**Excerpted text**
Bush boosts defense spending; deficit to reach $307B
President Bush submitted a $2.23 trillion fiscal 2004 budget to Congress Monday, calling for big increases in defense and homeland security programs as well as more tax cuts to stimulate the flagging economy.
"The budget for 2004 meets the challenges posed by three national priorities: winning the war against terrorism, securing the homeland and generating long-term economic growth," Bush wrote in the introduction to the five-book budget proposal.
Overall, the fiscal 2004 plan would increase discretionary budget authority by $782 billion, or 4 percent, while outlays would total $819 billion. With 11 fiscal 2003 appropriations bills still unfinished, Bush's fiscal 2004 budget calculates increases using the $752 billion cap on discretionary spending the president wants Congress to impose on fiscal 2003 spending bills.
Mandatory spending-including Social Security, Medicare, Medicaid and other programs-for fiscal 2004 would total $1.188 trillion, while taxes would be reduced $1.3 trillion over the next 10 years, a number that presumes making the Bush tax cut of 2001 permanent and enacting a separate economic growth plan this year. While that stimulus plan has been estimated at $674 billion, Bush's budget today suggests it may be $615 billion. In addition, the budget assumes Congress will enact a $400 billion prescription drug benefit under Medicare.
Because it includes the cost of enacting various tax cut proposals, OMB estimates the fiscal 2003 unified deficit will be $304 billion. For fiscal 2004, OMB says the unified deficit will be $307 billion, shrinking to $190 billion in fiscal 2008, for a five-year total of $1.084 trillion.

**Extracted entries**
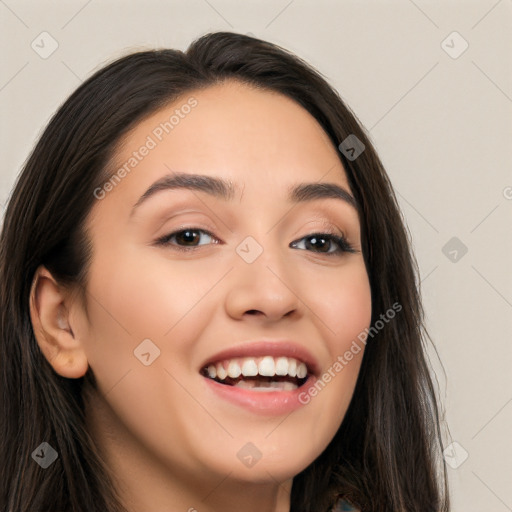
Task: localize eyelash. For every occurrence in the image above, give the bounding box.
[155,227,358,256]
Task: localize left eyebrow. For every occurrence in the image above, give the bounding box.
[130,172,357,216]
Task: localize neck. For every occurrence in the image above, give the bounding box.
[86,388,292,512]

**What this exercise asks**
(a) According to the article on Bush's fiscal 2004 budget, what total does the proposal set for mandatory spending in fiscal 2004?
(b) Using the article on Bush's fiscal 2004 budget, explain why OMB puts the fiscal 2003 unified deficit at $304 billion.
(c) Extend the article on Bush's fiscal 2004 budget with a few more paragraphs, starting after its final sentence.

**Expected results**
(a) Mandatory spending for fiscal 2004 would total $1.188 trillion.

(b) OMB's estimate of a $304 billion unified deficit for fiscal 2003 includes the cost of enacting various tax cut proposals.

(c)
The deficit would be about 2.7 percent of the GDP in fiscal 2004, but is projected to shrink to 1.4 percent by fiscal 2008. Excluding Social Security surpluses, the on-budget deficit in fiscal 2004 would total $482 billion, and would fluctuate through fiscal 2008 for a five-year total of $2.14 trillion. Meanwhile, publicly held debt would total $4.17 trillion in fiscal 2004 and grow to $5 trillion in fiscal 2008, staying between 36 percent and 37 percent of GDP through the five-year period.
The fiscal 2004 discretionary budget authority total of $782 billion represents a $30 billion increase over the estimated total for fiscal 2003. Of the projected spending increases, nondefense homeland security spending would receive a 5.5 percent increase, for a total of $28 billion, while defense spending would see a boost of 4.2 percent for a total of $380 billion, although that figure does not include the cost of a possible war with Iraq. The war would be funded instead through a separate budget amendment Congress would consider as part of a supplemental spending package.
Aside from defense and homeland security, the rest of the discretionary budget would increase $374 billion, or 3.8 percent. Many domestic programs would have a lean year under the budget, with most agencies' spending increases proposed at about 2 percent.